• Problem requirements: Rescale the lines from the line with "In this picture, where can the seated" up to and including the line with "point(450, 237)", and write out only those lines, requests included, with every coordinate in the answers multiplied by 1.95 and rounded to a whole number, halves rounding up. Leave the numbers in the requests and their format samples unchanged.

• Exercise data:
- - - - - - -

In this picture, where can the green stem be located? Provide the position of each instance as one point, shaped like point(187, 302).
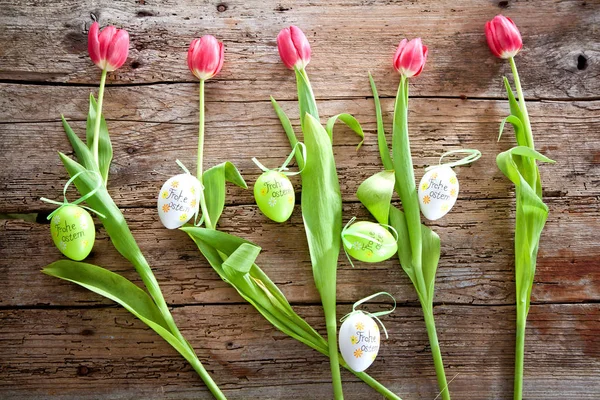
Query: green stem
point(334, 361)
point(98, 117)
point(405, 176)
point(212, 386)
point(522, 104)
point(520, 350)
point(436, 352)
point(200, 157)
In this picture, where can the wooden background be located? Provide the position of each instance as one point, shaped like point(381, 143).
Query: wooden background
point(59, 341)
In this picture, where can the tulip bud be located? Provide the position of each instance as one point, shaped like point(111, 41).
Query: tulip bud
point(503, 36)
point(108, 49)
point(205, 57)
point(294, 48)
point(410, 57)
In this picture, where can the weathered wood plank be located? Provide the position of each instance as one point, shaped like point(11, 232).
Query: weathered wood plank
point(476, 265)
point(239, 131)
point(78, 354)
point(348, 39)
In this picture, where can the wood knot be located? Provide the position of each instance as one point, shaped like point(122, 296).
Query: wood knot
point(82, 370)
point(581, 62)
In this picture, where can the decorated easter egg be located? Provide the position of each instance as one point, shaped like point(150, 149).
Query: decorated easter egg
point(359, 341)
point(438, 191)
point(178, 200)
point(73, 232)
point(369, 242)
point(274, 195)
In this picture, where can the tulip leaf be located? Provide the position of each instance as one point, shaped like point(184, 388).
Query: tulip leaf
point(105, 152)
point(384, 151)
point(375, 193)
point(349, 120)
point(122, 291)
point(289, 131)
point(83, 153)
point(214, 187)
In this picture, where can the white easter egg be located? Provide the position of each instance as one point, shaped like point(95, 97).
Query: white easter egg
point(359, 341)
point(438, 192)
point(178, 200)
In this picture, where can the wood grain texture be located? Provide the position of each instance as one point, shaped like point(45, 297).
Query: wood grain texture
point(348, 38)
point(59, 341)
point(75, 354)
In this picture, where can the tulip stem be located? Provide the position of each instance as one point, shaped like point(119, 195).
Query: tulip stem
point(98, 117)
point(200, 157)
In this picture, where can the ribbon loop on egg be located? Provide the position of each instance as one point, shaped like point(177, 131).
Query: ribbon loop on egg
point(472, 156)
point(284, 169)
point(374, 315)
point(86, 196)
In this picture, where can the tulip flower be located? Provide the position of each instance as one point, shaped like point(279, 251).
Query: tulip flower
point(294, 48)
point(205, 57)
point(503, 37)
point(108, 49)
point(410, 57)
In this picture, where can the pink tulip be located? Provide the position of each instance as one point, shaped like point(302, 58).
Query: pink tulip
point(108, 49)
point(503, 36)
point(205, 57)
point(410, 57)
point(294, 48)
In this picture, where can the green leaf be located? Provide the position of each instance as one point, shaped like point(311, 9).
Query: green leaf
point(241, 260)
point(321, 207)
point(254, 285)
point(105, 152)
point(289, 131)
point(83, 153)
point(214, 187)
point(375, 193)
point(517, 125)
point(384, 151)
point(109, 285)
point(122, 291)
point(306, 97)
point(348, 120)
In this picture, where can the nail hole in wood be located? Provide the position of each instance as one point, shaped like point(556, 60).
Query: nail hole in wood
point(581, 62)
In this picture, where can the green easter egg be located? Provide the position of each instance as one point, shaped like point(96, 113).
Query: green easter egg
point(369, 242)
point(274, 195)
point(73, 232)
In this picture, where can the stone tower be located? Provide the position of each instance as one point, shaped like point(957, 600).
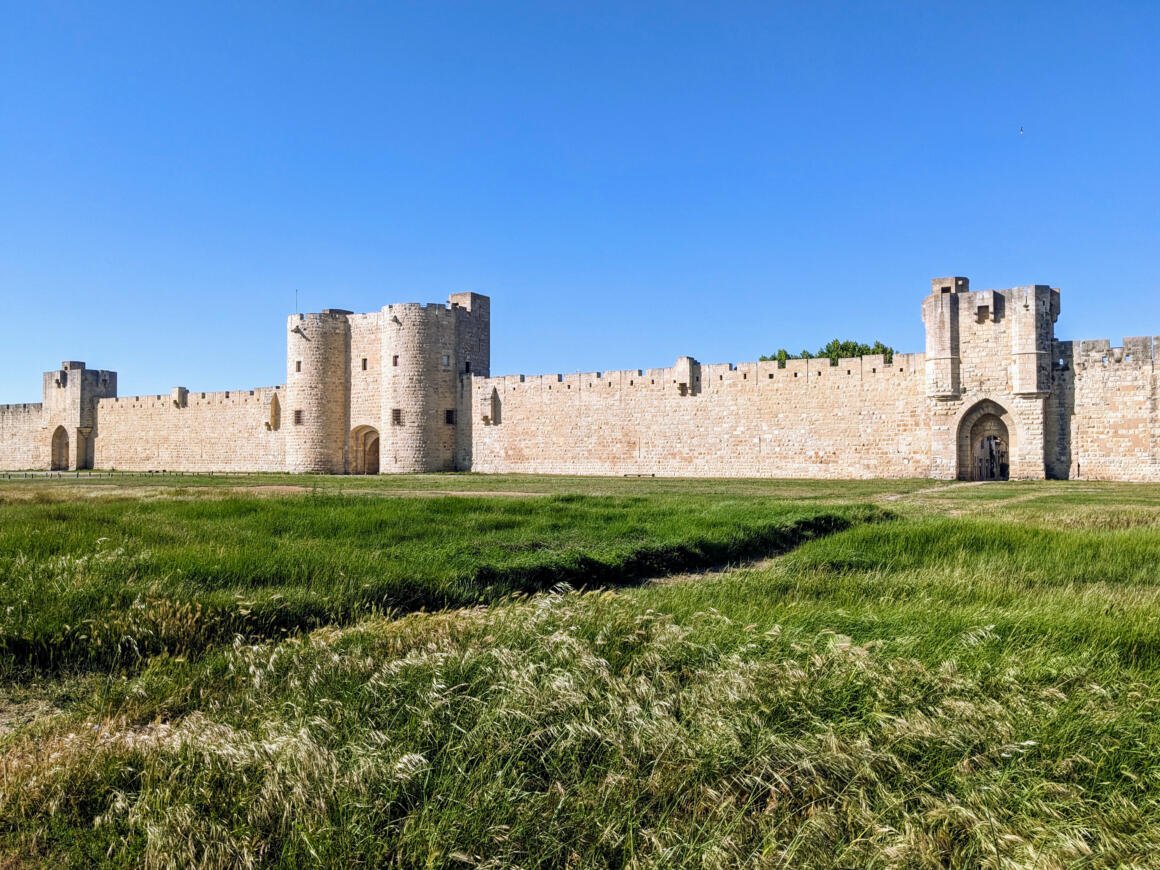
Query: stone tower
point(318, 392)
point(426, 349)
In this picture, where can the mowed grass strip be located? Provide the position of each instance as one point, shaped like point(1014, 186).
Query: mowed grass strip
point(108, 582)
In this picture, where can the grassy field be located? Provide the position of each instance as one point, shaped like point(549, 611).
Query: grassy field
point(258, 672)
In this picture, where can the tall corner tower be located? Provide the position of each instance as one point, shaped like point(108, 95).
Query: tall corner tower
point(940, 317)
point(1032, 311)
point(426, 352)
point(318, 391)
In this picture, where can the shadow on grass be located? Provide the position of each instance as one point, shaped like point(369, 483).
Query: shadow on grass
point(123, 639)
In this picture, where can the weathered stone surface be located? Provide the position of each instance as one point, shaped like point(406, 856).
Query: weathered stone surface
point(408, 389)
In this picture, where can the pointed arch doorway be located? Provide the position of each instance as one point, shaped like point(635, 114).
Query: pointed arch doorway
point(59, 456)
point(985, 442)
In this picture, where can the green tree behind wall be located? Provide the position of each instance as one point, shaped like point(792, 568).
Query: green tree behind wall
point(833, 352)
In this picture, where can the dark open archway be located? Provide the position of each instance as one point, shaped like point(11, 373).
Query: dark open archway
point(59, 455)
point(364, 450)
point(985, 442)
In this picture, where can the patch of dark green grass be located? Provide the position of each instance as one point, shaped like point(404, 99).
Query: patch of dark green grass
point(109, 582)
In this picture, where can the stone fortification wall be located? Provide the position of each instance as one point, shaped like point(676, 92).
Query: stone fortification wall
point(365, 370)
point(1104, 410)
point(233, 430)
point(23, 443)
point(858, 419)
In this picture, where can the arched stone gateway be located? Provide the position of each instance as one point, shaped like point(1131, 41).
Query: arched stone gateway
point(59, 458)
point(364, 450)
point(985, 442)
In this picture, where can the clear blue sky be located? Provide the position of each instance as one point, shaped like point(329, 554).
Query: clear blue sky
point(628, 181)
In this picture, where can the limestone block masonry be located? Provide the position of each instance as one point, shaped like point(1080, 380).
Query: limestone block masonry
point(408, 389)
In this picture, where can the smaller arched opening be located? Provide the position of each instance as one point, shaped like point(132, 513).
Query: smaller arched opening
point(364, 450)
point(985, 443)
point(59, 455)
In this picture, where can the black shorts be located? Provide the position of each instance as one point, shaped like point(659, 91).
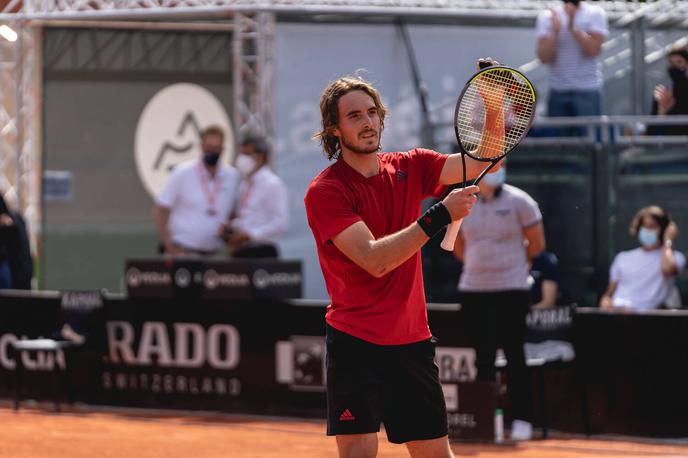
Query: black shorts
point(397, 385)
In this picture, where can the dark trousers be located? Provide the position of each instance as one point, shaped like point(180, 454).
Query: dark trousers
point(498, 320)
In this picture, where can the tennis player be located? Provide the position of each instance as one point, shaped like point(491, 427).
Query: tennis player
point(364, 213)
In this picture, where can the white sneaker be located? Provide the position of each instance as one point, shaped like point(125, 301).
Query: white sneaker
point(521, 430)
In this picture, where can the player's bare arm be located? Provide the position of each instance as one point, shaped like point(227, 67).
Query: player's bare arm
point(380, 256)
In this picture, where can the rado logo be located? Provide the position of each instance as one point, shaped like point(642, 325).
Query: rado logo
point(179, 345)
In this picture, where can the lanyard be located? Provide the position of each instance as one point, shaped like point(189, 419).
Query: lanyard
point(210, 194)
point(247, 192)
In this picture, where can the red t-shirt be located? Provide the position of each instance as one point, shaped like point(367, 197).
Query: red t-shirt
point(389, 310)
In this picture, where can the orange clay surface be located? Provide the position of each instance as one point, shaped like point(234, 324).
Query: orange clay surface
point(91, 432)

- - - - - - -

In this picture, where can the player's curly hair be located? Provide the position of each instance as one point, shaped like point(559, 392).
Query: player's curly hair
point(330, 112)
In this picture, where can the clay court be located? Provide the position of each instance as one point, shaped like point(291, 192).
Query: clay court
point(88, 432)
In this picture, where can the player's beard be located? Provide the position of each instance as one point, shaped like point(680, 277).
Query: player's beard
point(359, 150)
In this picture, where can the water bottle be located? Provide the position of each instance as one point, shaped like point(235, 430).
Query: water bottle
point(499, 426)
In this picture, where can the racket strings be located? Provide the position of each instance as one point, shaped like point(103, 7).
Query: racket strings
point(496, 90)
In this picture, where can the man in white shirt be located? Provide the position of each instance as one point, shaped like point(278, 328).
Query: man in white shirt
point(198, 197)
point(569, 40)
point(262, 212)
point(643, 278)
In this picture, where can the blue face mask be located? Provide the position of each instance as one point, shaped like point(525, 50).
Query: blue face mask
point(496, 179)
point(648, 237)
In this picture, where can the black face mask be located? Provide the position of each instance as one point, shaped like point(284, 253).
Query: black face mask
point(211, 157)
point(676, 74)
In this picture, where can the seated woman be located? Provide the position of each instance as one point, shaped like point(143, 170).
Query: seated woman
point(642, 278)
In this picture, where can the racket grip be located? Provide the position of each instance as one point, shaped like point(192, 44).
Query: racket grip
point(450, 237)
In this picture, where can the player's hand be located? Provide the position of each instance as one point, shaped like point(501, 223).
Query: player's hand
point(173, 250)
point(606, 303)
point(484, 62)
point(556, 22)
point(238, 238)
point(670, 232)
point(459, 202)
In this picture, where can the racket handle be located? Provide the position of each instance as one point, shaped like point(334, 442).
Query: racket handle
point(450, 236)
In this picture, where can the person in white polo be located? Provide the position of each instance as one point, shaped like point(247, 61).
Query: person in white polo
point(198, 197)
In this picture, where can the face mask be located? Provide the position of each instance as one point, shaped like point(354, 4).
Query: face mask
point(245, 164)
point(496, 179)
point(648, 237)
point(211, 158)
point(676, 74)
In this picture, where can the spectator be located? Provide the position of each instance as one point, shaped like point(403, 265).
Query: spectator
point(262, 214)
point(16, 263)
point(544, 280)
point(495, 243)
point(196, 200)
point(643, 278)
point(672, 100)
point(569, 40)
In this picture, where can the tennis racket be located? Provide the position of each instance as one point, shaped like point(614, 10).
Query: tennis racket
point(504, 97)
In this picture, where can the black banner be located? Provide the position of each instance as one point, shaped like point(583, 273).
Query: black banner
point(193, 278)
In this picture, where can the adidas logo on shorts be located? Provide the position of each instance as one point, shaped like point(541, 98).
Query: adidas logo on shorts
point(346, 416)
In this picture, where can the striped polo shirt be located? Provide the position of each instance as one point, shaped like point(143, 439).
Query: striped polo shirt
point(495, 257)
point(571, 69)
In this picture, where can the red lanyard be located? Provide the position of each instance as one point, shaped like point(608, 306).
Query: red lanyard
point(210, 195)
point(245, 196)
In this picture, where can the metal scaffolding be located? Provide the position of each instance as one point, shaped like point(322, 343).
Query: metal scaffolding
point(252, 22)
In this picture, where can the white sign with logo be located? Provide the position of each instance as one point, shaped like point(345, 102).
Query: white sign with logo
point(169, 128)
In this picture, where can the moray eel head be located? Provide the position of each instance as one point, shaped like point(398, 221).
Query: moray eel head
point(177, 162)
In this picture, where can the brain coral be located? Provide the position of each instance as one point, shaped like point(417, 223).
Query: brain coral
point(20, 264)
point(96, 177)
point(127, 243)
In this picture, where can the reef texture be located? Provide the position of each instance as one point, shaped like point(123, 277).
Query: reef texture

- - - - - - -

• Solution to this exercise:
In this picture, where can the seated woman be located? Provide the position of each instance as one point, shaped like point(143, 170).
Query: seated woman
point(1252, 542)
In this picture, where can the racket grip be located? Provide the position of each instance as one point, shaped like point(192, 44).
Query: racket grip
point(878, 462)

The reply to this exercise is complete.